● APPLY WHAT YOU READ:
**a)** According to the pedestrian safety article, how many wrecks involving pedestrians were there per month on average in 2013?
**b)** From the pedestrian safety article, extract word for word the passage between "Isaac Reeser learned" and "signal is flashing.", inclusive.

Police look to improve pedestrian safety after fatal wrecks

Police look to improve pedestrian safety after fatal wrecks (Image 1)

Clarksville police are creating a pedestrian safety release to let the public know about specific pedestrian laws and helpful ways to prevent being struck by a car.

Overnight Sunday, Tyler Wilsdorf, 23, was struck and killed on Interstate-24 as he attempted to flag for help after the car he was riding in got stuck in the median.

A driver struck Wilsdorf, who the Tennessee Highway Patrol said likely did not know he was standing in the roadway.

Across Middle Tennessee, there have been at least four recent fatalities involving vehicles and pedestrians, including Wilsdorf.

On January 8, Fayez Rizkalla, 72, of La Vergne, was struck and killed on Murfreesboro Pike.

According to police, Rizkalla was in the northbound lanes when a driver hit him.  The driver was not charged, and there was no indication that alcohol or drugs played a part in the accident.

On January 24 in Murfreesboro, MTSU student David “Ritt” Chitwood, 28, was hit and killed by a dump truck at Greenland Drive and Middle Tennessee Boulevard.

Chitwood, who used a wheelchair, died at Saint Thomas Rutherford Hospital.

On January 31, two teens were hit by a car on Towne Village Road. Logan Watkins, 18, died from his injured.  The second teen sustained minor injuries.

Metro police told News 2 that, on average, there were 64 wrecks involving pedestrians each month in 2012.

In 2013, the average dropped to 51 per a month, not all of which involved injuries.

Two major contributing factors to the collisions are the pedestrian either using alcohol or drugs or not using crosswalks in roadways.

At the busy intersection of 21st Avenue South and Scarritt Place, students at Vanderbilt University must navigate heavy traffic to cross the road.

Isaac Reeser learned the hard way in New York a few years ago, so he always obeys the walk and do not walk signals.

“I was hit by a taxi cab,” he said. “He just bumped me because I was jay walking. It was my fault.”

Reeser was not seriously injured during the incident, but he learned his lesson.

“This intersection, people kind of fly by here in the morning,” Reeser said. “I try to make sure only to walk when the walk sign is blinking.”

Helena Dagadu said sometimes students get into a rush and take their chances crossing the road, even when the “Do Not Walk” signal is flashing.

“As a student, you are usually in a hurry, so you may be tempted to cross even when the crosswalk doesn't have the walk sign,” she said. “But you have to look for cars, and you look both ways.”

Clarksville police said their release should be complete in the next few days.

● SUPPLIED MATERIAL:
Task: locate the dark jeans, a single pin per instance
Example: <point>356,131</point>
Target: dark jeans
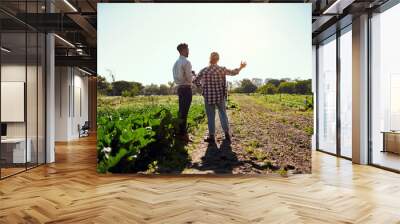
<point>185,99</point>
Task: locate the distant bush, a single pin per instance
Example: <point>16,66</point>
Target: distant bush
<point>287,87</point>
<point>268,88</point>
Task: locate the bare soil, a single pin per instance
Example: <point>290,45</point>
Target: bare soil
<point>263,141</point>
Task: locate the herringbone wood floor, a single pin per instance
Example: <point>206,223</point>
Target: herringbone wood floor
<point>70,191</point>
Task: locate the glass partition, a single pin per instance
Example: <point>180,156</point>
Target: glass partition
<point>14,153</point>
<point>22,101</point>
<point>385,89</point>
<point>346,93</point>
<point>327,96</point>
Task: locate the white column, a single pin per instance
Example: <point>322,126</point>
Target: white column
<point>50,100</point>
<point>50,92</point>
<point>360,89</point>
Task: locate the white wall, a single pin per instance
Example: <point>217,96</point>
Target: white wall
<point>314,90</point>
<point>71,94</point>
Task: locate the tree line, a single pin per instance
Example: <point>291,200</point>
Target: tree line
<point>272,86</point>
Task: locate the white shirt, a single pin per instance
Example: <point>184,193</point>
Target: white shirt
<point>182,71</point>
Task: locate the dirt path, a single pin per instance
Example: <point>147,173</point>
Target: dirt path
<point>263,141</point>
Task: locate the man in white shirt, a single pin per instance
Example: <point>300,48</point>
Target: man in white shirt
<point>183,78</point>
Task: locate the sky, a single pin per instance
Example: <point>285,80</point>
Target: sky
<point>137,42</point>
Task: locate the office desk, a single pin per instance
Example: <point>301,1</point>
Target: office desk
<point>13,150</point>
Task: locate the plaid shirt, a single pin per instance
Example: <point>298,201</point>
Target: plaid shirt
<point>212,80</point>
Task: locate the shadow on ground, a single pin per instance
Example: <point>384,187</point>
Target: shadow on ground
<point>218,159</point>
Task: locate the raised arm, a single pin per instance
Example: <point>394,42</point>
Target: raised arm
<point>233,72</point>
<point>197,80</point>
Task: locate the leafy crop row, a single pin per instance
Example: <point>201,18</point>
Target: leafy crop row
<point>135,138</point>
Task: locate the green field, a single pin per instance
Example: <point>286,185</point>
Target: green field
<point>137,134</point>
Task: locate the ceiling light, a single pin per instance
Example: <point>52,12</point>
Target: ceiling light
<point>70,5</point>
<point>86,72</point>
<point>5,50</point>
<point>338,6</point>
<point>65,41</point>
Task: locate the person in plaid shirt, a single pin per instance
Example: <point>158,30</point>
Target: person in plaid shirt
<point>212,80</point>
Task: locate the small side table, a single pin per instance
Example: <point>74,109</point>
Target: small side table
<point>391,141</point>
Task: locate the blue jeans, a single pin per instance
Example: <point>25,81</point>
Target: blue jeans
<point>210,110</point>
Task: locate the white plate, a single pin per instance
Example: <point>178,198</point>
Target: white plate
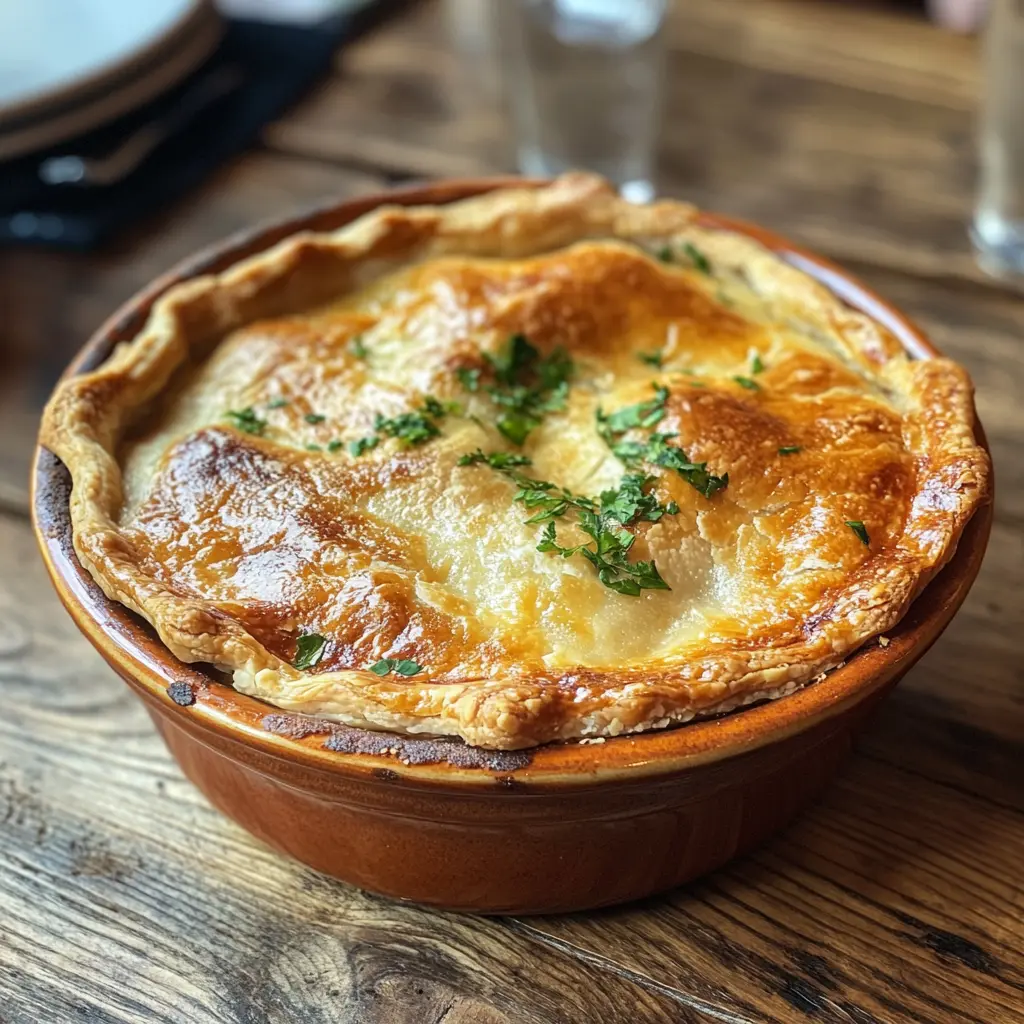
<point>68,66</point>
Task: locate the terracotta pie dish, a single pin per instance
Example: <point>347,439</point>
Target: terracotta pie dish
<point>517,823</point>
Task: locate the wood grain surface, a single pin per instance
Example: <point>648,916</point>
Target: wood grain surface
<point>125,898</point>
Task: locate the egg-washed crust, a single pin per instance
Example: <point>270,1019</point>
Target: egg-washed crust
<point>915,497</point>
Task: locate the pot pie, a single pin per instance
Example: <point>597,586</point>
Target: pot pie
<point>534,466</point>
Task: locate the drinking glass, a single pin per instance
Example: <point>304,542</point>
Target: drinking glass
<point>997,230</point>
<point>585,86</point>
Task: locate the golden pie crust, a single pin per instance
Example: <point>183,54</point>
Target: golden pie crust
<point>232,544</point>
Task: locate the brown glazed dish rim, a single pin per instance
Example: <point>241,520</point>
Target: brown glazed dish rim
<point>132,647</point>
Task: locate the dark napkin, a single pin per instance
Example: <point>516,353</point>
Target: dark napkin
<point>274,64</point>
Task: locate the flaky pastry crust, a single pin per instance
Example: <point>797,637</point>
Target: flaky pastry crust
<point>235,545</point>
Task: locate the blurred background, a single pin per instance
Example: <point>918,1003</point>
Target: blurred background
<point>132,134</point>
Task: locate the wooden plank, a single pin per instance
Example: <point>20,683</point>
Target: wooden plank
<point>849,129</point>
<point>124,897</point>
<point>118,884</point>
<point>51,302</point>
<point>894,900</point>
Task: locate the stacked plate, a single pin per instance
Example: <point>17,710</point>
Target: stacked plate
<point>69,66</point>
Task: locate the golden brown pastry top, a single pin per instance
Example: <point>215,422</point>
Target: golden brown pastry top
<point>300,470</point>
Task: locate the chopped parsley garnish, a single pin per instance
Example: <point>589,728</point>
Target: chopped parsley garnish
<point>308,650</point>
<point>410,428</point>
<point>247,421</point>
<point>860,529</point>
<point>525,385</point>
<point>654,448</point>
<point>438,410</point>
<point>651,358</point>
<point>413,428</point>
<point>644,414</point>
<point>604,520</point>
<point>697,258</point>
<point>402,667</point>
<point>496,460</point>
<point>364,444</point>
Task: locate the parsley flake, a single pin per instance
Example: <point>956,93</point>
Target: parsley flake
<point>410,428</point>
<point>860,529</point>
<point>654,449</point>
<point>308,650</point>
<point>605,520</point>
<point>247,421</point>
<point>363,445</point>
<point>403,667</point>
<point>651,358</point>
<point>525,385</point>
<point>496,460</point>
<point>697,258</point>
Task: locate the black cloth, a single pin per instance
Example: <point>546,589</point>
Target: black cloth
<point>275,64</point>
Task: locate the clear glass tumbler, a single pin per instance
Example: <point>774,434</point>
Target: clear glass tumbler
<point>584,81</point>
<point>997,230</point>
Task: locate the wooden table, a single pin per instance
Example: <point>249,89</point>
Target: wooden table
<point>124,897</point>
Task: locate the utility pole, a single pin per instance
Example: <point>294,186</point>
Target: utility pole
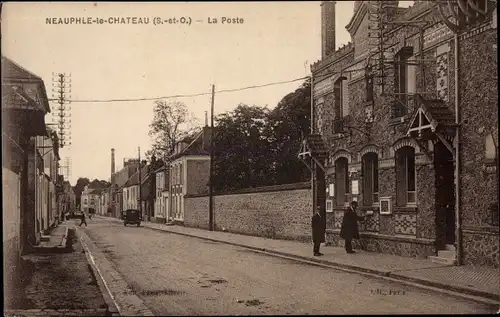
<point>211,189</point>
<point>62,90</point>
<point>139,198</point>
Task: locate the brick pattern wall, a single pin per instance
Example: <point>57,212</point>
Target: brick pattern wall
<point>479,180</point>
<point>282,214</point>
<point>384,133</point>
<point>198,176</point>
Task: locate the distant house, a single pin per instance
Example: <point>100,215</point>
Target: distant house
<point>161,207</point>
<point>188,172</point>
<point>118,181</point>
<point>130,190</point>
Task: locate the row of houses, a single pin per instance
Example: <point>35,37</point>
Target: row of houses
<point>34,195</point>
<point>404,121</point>
<point>157,189</point>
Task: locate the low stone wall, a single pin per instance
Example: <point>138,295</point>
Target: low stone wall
<point>281,212</point>
<point>381,243</point>
<point>158,220</point>
<point>481,246</point>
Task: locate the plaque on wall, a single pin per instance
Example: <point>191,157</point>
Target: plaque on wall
<point>355,189</point>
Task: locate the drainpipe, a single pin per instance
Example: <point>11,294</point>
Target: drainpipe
<point>313,165</point>
<point>458,229</point>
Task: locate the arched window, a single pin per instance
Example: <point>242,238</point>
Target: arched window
<point>341,181</point>
<point>404,78</point>
<point>369,166</point>
<point>341,103</point>
<point>405,176</point>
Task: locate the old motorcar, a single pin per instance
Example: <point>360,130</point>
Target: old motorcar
<point>132,216</point>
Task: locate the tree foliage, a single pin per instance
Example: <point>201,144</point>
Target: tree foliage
<point>257,147</point>
<point>241,148</point>
<point>84,181</point>
<point>171,123</point>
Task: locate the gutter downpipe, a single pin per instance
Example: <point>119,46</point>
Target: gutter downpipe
<point>313,165</point>
<point>458,229</point>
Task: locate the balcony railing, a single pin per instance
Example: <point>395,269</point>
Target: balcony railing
<point>402,106</point>
<point>338,126</point>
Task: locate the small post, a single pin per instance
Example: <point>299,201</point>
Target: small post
<point>211,198</point>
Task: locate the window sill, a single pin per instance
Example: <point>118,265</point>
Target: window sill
<point>408,208</point>
<point>399,120</point>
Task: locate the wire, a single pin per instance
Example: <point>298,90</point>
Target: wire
<point>186,95</point>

● ANSWERS TO THIS EXERCISE:
**a)** 51 per month

**b)**
Isaac Reeser learned the hard way in New York a few years ago, so he always obeys the walk and do not walk signals.

“I was hit by a taxi cab,” he said. “He just bumped me because I was jay walking. It was my fault.”

Reeser was not seriously injured during the incident, but he learned his lesson.

“This intersection, people kind of fly by here in the morning,” Reeser said. “I try to make sure only to walk when the walk sign is blinking.”

Helena Dagadu said sometimes students get into a rush and take their chances crossing the road, even when the “Do Not Walk” signal is flashing.